▸ **INSTRUCTIONS TO FOLLOW**
Each record is to be printed again precisely as it reads.

▸ **SUPPLIED MATERIAL**
--------------------------------

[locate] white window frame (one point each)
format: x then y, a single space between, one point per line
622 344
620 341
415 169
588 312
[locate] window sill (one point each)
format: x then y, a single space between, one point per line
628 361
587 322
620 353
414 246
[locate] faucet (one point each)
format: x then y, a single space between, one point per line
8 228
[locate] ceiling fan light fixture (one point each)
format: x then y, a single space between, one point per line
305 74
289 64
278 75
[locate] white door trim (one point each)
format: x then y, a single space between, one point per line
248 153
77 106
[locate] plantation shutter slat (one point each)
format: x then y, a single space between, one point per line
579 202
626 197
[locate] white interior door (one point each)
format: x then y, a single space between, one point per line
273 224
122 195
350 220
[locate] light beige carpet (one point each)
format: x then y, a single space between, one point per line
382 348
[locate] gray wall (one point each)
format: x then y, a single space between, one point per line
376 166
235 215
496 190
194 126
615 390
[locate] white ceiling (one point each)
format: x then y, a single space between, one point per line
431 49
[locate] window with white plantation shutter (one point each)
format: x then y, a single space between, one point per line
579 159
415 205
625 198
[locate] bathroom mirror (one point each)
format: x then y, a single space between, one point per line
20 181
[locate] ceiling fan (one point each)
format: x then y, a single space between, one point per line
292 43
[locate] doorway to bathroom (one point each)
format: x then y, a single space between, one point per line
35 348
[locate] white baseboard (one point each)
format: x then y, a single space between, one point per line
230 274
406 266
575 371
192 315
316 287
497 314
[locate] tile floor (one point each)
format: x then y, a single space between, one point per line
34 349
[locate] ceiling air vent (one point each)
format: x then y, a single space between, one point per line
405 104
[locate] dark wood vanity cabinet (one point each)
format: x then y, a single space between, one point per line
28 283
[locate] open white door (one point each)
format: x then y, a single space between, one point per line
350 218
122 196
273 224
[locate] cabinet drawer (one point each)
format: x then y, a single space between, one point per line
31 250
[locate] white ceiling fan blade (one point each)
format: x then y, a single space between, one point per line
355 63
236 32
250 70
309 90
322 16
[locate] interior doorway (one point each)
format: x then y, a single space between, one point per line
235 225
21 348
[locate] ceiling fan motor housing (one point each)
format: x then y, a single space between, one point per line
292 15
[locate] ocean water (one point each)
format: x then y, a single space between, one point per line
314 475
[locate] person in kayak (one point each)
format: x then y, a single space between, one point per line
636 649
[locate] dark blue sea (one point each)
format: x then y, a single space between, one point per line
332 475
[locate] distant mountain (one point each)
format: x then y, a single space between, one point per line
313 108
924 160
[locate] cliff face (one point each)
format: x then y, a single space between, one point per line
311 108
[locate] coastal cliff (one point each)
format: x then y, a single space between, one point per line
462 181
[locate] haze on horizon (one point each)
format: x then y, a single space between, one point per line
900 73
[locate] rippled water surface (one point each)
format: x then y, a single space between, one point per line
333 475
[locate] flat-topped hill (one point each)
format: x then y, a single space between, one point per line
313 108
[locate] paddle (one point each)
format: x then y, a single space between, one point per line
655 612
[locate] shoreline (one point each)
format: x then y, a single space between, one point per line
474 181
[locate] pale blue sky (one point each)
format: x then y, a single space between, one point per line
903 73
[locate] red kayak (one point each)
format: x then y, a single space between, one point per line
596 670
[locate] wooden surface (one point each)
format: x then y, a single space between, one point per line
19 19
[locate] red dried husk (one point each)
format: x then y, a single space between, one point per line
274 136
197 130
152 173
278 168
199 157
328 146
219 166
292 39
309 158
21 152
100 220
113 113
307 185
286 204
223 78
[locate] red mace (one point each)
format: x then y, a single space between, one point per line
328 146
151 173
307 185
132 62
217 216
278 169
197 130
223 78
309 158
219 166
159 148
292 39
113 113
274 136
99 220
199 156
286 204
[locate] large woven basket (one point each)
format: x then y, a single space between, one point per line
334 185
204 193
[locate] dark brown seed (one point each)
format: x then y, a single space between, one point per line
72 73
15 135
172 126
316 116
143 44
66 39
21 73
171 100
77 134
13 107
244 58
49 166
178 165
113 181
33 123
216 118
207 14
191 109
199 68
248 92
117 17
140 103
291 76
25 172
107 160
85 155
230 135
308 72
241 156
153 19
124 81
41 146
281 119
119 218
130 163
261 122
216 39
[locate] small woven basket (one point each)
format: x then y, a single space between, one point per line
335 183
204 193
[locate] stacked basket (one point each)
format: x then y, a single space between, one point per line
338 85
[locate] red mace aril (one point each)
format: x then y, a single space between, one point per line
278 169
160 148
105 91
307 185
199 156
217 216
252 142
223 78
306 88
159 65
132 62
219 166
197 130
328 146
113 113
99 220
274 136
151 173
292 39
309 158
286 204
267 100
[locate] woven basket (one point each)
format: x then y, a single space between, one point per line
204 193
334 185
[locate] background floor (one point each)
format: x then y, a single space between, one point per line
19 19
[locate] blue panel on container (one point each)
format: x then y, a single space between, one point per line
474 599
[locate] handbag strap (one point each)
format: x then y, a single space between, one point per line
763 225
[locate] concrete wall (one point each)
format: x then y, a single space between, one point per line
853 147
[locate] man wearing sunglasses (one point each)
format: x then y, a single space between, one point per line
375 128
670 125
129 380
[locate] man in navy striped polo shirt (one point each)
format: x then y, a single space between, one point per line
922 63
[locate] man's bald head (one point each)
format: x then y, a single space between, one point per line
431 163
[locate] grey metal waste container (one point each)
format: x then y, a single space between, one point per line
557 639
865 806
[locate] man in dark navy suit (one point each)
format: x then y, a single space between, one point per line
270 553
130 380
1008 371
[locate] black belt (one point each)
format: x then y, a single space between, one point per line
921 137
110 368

--------------------------------

▸ **EXERCISE ANSWER**
[locate] white window frame (one point each)
format: x then y, a single space between, one point per line
622 344
620 341
415 169
588 312
[locate] window sill (one point each)
format: x then y, a single space between, one point per line
628 361
587 322
620 353
414 246
[locate] faucet (one point each)
format: x then y, a single space between, one point per line
8 228
[locate] ceiling fan light fixture (one point each)
format: x then y, a single space between, one point per line
305 74
289 64
278 75
[locate] white door trim (one point each)
format: x then y, a single space between, one point per line
248 153
77 106
[locate] plantation shutter slat (one point each)
format: x then y, a single space between, one point per line
579 202
626 197
[locate] white interior door (one point each)
format: x then y, a single space between, one point per line
273 224
122 195
350 220
[locate] light beige carpet (one point each)
format: x then y, a single space between, one point per line
382 348
[locate] gray wall (one point each)
format: x then y, a single space between, one point per line
376 166
235 215
496 190
194 126
615 390
[locate] white ceiling (one point each)
format: x then y, a single space between, one point per line
431 49
[locate] window with white plantation shutter (one point each)
format: x then y, a single space between, one point per line
579 159
415 205
625 198
[locate] bathroom mirror (one point each)
format: x then y, a single space between, one point per line
20 181
[locate] ceiling fan (one point each)
format: x then y, a single space between, one point per line
292 43
[locate] doorway to bathroom (one point each)
format: x then y, a single space between, one point per line
35 348
[locate] white baseboard (one point each)
format: x then y, a single space between, one point per line
230 274
406 266
575 371
192 315
316 287
497 314
[locate] tile floor (one point each)
format: x then y, a single space between, one point per line
34 349
[locate] ceiling air vent (one point each)
format: x then y, a single space between, one point per line
405 104
[locate] dark wood vanity cabinet (one point each)
format: x then y, a single space between, one point per line
28 283
[locate] open white door (one point each)
format: x then y, a single space between, one point per line
350 218
122 196
273 224
[locate] cabinet drawer (one point each)
format: x then y, a single space between, one point per line
31 250
[locate] white ceiling fan blade (one point each)
format: x then y, a single space between, one point per line
355 63
236 32
250 70
309 90
322 16
[locate] interior doorway (one point each)
format: x then y, a single space between, one point per line
235 225
21 348
[locate] ceiling fan motor housing (one point each)
format: x then y, a single space between, one point per line
292 15
[locate] ocean water (one point each)
format: x then y, a single space between, one point per line
314 475
[locate] person in kayak (one point each)
format: x then y, a single space between, one point per line
636 649
[locate] dark blue sea (one point each)
format: x then y, a single space between, one point per line
332 475
[locate] distant mountain (one point each)
format: x then y, a single space between, one point per line
313 108
924 160
[locate] cliff face (one point each)
format: x then y, a single space between, one point per line
311 108
[locate] coastal cliff (one point each)
format: x then y, a single space between, one point per line
462 181
[locate] haze on horizon (one point each)
format: x then y, a single space between, one point per line
900 73
[locate] rippled water surface (one point each)
format: x then y, a single space between, one point per line
333 475
[locate] flat-topped hill (one point each)
format: x then y, a single space between, one point per line
313 108
[locate] paddle (one point each)
format: x then y, a single space between, one point per line
655 612
[locate] shoreline (one point each)
format: x then y, a single space between, one point per line
474 181
[locate] pale blue sky (one point each)
format: x then y, a single space between, one point per line
903 73
[locate] red kayak (one point each)
format: x then y, a single space between, one point per line
596 670
[locate] wooden surface (one point each)
format: x then y, a single space between, one point per line
19 19
[locate] red dried husk (one point each)
format: x then y, a single space between, one point per line
274 136
197 130
152 173
278 168
199 157
328 146
219 166
292 39
309 158
21 152
100 220
113 113
307 185
286 204
223 78
[locate] red mace (one point each)
format: x then y, a single space between, one point per line
328 146
151 173
307 185
132 62
217 216
278 169
197 130
223 78
309 158
219 166
159 148
292 39
113 113
274 136
99 220
199 156
286 204
[locate] large woven basket (one point each)
format: x then y, a single space between, one point per line
334 185
204 193
[locate] dark brown seed (one point each)
format: x then y, a single space between, one point per line
72 73
15 135
172 126
316 116
143 44
66 39
21 73
171 100
77 134
13 107
244 58
49 166
178 165
113 181
33 123
216 118
207 14
191 109
199 68
248 92
117 17
140 103
291 76
25 172
107 160
85 155
230 135
308 72
241 156
153 19
124 81
41 146
281 119
119 218
130 163
261 122
216 39
[locate] small woven basket (one point each)
format: x then y, a single space between, one point per line
335 183
204 193
[locate] stacked basket (one point each)
format: x then y, a single space between, one point per line
338 85
[locate] red mace aril (one point each)
format: x then y, a single space between, one point per line
278 169
160 148
105 91
307 185
199 156
217 216
252 142
223 78
306 88
159 65
132 62
219 166
197 130
328 146
113 113
99 220
274 136
151 173
292 39
309 158
286 204
267 100
[locate] woven basket (one point each)
format: x then y, a single space between, one point per line
204 193
334 185
[locate] background floor (one point each)
format: x then y, a single space between, one point per line
19 19
[locate] blue panel on container (one point each)
format: x then y, a single space between, one point per line
474 599
[locate] handbag strap (one point each)
format: x then y, a single space between, one point per line
763 225
[locate] concrete wall (one point each)
format: x then y, a single space between, one point per line
853 147
[locate] man wearing sunglasses (one point each)
format: x then y, a single space between, one point per line
375 128
670 125
129 380
[locate] man in navy striped polo shirt (one point each)
format: x then y, a single space between, one point per line
922 63
[locate] man's bald head (one point each)
format: x then y, a single space between, one point per line
431 163
[locate] grey metal waste container (one point each)
format: x then y, a single space between, one point per line
557 639
865 806
[locate] man in dark navy suit (one point each)
format: x then y, a single space between, one point per line
270 553
130 380
1008 371
[locate] black belt (one point each)
format: x then y, a single space between, one point per line
921 137
110 368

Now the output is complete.